Record set
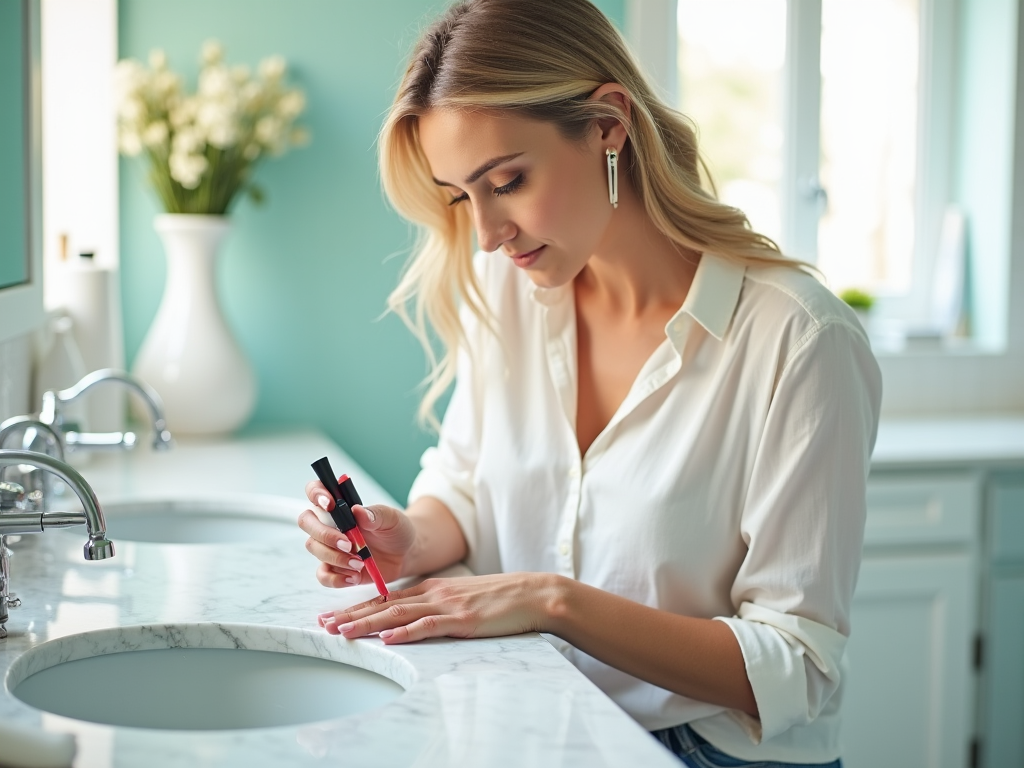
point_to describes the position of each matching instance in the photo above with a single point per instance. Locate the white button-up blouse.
(729, 484)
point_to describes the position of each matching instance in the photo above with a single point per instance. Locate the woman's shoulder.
(787, 300)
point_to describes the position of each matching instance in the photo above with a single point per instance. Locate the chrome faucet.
(35, 482)
(52, 414)
(14, 519)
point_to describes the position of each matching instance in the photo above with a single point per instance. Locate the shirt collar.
(714, 294)
(711, 301)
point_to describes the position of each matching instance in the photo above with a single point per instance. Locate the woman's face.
(543, 201)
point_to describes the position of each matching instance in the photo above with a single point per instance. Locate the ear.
(611, 131)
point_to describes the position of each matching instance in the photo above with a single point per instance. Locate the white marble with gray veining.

Stated task
Give every line of the material above as a numbered list, skipping blank lines and leaving out the pictures.

Answer for this exercise
1. point_to describes the position of each matching instance in the photo above with a single point per instance. Locate the white button-up blouse.
2. (729, 484)
3. point_to describes the position of each matching instance in the photo above with a single point per instance. Locate the woman's shoulder.
4. (787, 300)
5. point_to describes the position of each matching instance in the photo above with a single point per instance. Locate the chrome faucet.
6. (35, 482)
7. (52, 414)
8. (14, 519)
9. point_to describes the position of each matching instance in the photo above with a single point per instance. Locate the shirt collar.
10. (714, 294)
11. (711, 301)
12. point_to describes the position of each matching instance in the photo above with a single point per instance. Locate the woman's face.
13. (543, 201)
14. point_to describes the position of each matching instance in the photo above with a single point per instance. Locate the ear.
15. (611, 131)
16. point_to describes the position of each matching instance in the photo above with a single point per instance. Locate the white marble with gray veining.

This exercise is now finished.